WHAT IS NEEDED — Pick out every line below that contains the word "outline" and copy each one in full.
* Start GIVEN RECORDS *
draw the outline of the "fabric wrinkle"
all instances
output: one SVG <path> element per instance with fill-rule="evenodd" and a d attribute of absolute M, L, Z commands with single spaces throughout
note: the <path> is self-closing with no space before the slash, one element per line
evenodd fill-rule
* End GIVEN RECORDS *
* Start GIVEN RECORDS *
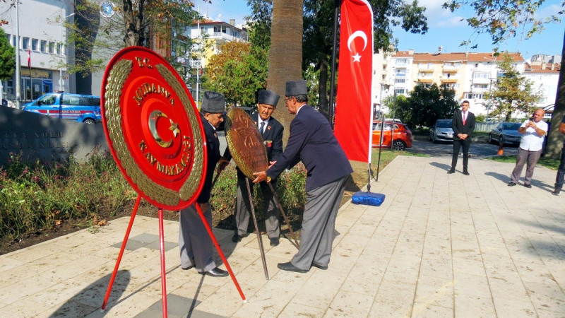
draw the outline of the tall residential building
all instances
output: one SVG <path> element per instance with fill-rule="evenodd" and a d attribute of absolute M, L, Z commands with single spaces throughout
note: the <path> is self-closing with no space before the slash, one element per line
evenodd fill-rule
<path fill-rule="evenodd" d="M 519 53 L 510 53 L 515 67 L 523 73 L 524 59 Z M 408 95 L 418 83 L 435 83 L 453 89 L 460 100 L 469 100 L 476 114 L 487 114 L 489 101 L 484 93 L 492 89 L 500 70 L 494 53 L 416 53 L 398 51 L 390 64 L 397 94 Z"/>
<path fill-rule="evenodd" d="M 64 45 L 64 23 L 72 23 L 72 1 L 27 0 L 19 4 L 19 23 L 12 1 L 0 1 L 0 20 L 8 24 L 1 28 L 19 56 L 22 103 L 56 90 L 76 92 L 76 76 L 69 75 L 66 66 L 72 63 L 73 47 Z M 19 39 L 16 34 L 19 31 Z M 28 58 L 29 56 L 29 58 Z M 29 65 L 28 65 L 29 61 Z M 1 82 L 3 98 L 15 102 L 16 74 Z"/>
* End GIVEN RECORDS *
OUTPUT —
draw the outline of the "fabric wrinkle"
draw the outline of the tall residential building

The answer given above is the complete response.